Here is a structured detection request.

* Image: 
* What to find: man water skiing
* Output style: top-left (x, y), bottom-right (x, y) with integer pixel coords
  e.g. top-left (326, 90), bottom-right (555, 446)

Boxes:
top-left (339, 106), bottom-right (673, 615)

○ ○ ○ ○ ○ ○ ○

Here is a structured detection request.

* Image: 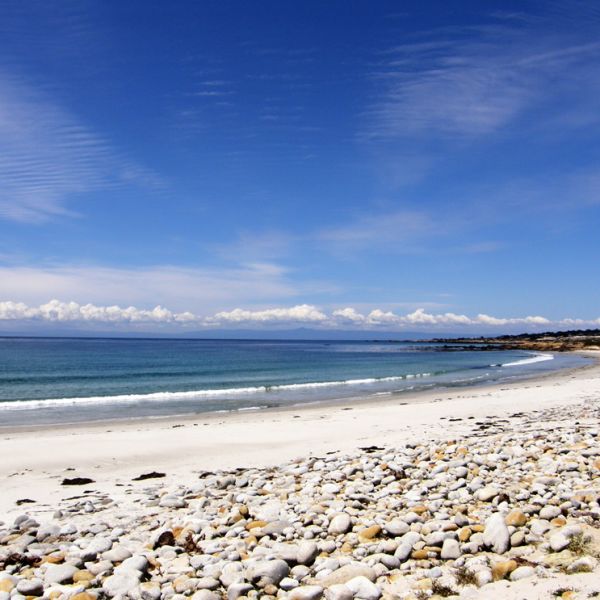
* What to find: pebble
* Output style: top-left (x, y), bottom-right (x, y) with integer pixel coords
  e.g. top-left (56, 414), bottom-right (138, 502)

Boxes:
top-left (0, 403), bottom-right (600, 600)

○ ○ ○ ○ ○ ○ ○

- _TASK OBJECTIVE_:
Locate every line in the entries above that contains the string "find" and copy each of those lines. Only matches with the same uppercase and lowercase letters count.

- _FINAL RESULT_:
* What to find: man water skiing
* What to find: pebble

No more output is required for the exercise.